ACTIVITY.
The records below must be transcribed precisely and in full.
---------- DATA RECORDS
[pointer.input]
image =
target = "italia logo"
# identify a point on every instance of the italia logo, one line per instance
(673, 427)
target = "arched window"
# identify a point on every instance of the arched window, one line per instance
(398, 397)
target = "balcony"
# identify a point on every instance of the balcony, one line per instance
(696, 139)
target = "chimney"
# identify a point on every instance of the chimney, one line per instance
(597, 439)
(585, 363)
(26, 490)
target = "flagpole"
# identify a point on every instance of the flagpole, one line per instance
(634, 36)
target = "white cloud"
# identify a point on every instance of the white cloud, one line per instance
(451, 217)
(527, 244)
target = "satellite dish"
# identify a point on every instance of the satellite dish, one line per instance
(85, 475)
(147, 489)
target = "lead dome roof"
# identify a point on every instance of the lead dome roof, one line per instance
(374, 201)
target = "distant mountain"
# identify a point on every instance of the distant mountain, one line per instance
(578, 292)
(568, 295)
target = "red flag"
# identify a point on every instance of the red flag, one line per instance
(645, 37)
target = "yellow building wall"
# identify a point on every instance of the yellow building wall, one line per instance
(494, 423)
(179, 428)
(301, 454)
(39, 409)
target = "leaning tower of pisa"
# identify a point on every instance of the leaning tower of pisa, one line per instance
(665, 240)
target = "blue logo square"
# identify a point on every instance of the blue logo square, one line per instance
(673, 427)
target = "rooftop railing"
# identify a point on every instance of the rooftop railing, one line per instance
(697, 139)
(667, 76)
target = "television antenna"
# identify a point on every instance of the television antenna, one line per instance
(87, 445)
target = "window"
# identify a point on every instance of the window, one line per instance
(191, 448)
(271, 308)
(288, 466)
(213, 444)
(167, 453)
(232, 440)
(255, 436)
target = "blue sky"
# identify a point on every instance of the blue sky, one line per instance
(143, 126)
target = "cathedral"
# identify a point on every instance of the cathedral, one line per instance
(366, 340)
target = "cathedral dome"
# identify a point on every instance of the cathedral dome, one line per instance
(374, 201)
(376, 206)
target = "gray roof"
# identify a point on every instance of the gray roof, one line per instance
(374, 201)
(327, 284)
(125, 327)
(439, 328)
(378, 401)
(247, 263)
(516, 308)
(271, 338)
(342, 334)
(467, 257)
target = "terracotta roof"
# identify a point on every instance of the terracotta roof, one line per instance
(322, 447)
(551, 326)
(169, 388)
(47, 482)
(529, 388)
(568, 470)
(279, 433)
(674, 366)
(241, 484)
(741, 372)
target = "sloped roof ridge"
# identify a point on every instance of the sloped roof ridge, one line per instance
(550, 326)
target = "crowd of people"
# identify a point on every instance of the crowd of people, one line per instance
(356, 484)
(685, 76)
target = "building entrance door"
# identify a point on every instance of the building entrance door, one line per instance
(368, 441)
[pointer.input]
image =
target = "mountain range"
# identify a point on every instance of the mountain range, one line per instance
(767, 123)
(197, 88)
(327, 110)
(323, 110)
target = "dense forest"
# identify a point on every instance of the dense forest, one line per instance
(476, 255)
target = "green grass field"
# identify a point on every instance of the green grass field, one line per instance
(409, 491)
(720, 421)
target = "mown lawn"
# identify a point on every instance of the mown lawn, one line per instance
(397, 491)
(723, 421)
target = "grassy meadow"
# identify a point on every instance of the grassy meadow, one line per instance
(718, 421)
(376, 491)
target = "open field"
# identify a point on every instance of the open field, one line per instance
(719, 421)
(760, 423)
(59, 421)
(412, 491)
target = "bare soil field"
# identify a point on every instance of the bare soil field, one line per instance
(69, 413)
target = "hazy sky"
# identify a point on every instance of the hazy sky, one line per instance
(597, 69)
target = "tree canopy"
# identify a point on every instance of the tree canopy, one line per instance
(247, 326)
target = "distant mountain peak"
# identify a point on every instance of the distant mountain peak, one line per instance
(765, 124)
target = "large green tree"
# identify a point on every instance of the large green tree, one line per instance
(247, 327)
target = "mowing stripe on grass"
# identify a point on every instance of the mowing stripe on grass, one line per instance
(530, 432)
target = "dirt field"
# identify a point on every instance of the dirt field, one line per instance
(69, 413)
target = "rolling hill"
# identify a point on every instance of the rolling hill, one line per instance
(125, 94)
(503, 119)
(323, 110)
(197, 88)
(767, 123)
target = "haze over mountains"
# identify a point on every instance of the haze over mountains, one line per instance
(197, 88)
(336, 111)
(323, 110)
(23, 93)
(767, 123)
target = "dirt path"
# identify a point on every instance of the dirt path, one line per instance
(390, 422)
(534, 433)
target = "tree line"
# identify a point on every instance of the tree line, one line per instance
--------------------
PROBLEM SOLUTION.
[pointer.input]
image =
target = "italia logo"
# identify a point on every instance of the italia logo, one line per instance
(673, 427)
target = "arched window"
# identify a point on every instance of the arched window, one line per instance
(398, 397)
target = "balcony"
# identify a point on every instance of the balcony, one line per instance
(696, 139)
target = "chimney"
# identify a point on every instance of the chimney, one line per instance
(597, 439)
(585, 363)
(26, 490)
target = "flagpole"
# identify a point on every instance of the flagpole, one line per instance
(634, 36)
target = "white cloud"
# identify a point on every instance of the white cloud, one line per instance
(451, 217)
(527, 244)
target = "satellite dish"
# identify a point on every instance of the satellite dish, one line per instance
(85, 475)
(147, 489)
target = "lead dome roof"
# identify a point on every instance of the lead dome roof, one line per instance
(374, 201)
target = "distant mountain"
# identify a point on every instance of the distant mountain, one line per instance
(578, 292)
(568, 295)
target = "red flag"
# identify a point on every instance of the red flag, one line per instance
(645, 37)
target = "yellow building wall"
# identify a point on every instance of the yellow building wall, one line per instance
(494, 423)
(179, 428)
(301, 454)
(39, 409)
target = "leaning tower of pisa"
# identify a point on every instance of the leaning tower of pisa, one line per instance
(665, 240)
target = "blue logo square"
# identify a point on every instance of the blue logo square, one line per instance
(673, 427)
target = "rooftop railing"
# identify a point on every instance of the rooftop railing, one line per instance
(697, 139)
(667, 76)
target = "television antenna"
# identify a point on every instance of the television antenna, one line per instance
(87, 445)
target = "window"
# identify a point on every instance of the window, one line per instance
(191, 448)
(271, 308)
(288, 466)
(213, 444)
(167, 453)
(232, 440)
(255, 436)
target = "blue sky"
# identify a point on every instance of the blue sky, one line per instance
(143, 126)
target = "cathedral"
# identify a point on every instance of the cathedral, one line per instance
(366, 340)
target = "cathedral dome"
# identify a point on every instance of the cathedral dome, one line per instance
(374, 201)
(376, 206)
target = "gray roof"
# identify a point on every instance of the gray roof, one line per instance
(374, 201)
(327, 284)
(125, 327)
(439, 328)
(378, 401)
(247, 263)
(516, 308)
(271, 338)
(342, 334)
(467, 257)
target = "terracotta roof"
# identify a point on every instance of the terracotta roof, one line per instance
(322, 447)
(551, 326)
(169, 388)
(47, 482)
(529, 388)
(568, 470)
(279, 433)
(674, 366)
(241, 484)
(741, 372)
target = "sloped roof ridge"
# identify a point on every instance of the sloped roof ridge, one line per instance
(550, 326)
target = "crowd of people"
# identify a point on every instance of the crowd of people, one line per instance
(356, 484)
(685, 76)
target = "building entrance door"
# identify a point on every instance of the building entrance door, one line per instance
(368, 441)
[pointer.input]
image =
target = "mountain range"
# identify a point on every instance of the mountain range, one line per instance
(767, 123)
(197, 88)
(327, 110)
(323, 110)
target = "dense forest"
# identify a point on every instance of the dense forest, one line per instance
(476, 255)
target = "green grass field"
# identify a point on every instance of the green grass field, one line per instance
(409, 491)
(720, 421)
target = "mown lawn"
# identify a point on every instance of the mown lawn, one line per instance
(397, 491)
(723, 421)
target = "grassy meadow"
# identify a point on every instance of the grassy meadow, one line per instance
(718, 421)
(376, 491)
target = "open field"
# identify a point on every instance of the open field, one line per instance
(719, 421)
(760, 423)
(59, 421)
(412, 491)
target = "bare soil field"
# identify a point on every instance of the bare soil field, one line per instance
(69, 413)
target = "hazy sky"
# identify a point on every instance of the hazy sky, one line per instance
(597, 69)
target = "tree canopy"
# identify a point on every instance of the tree canopy, one line per instance
(247, 326)
target = "distant mountain peak"
# identify a point on every instance of the distant mountain peak, one line per instance
(765, 124)
target = "large green tree"
# identify a point on every instance of the large green tree, one line per instance
(247, 327)
target = "mowing stripe on grass"
# identify a point on every instance of the mowing stripe on grass, one line per instance
(530, 432)
target = "dirt field"
# identify a point on every instance of the dirt field, one line per instance
(69, 413)
target = "rolling hill"
# identify a point on every instance of the rolling hill, one line per instance
(125, 94)
(503, 119)
(323, 110)
(197, 88)
(767, 123)
target = "haze over mountains"
# identify a point on every instance of the haze over mountains, one line per instance
(197, 88)
(336, 111)
(323, 110)
(23, 93)
(767, 123)
target = "dirt path"
# identify a point on every instance of the dirt path, one line per instance
(390, 422)
(534, 433)
target = "tree line"
# identify a point on every instance of the tree line, one line per instance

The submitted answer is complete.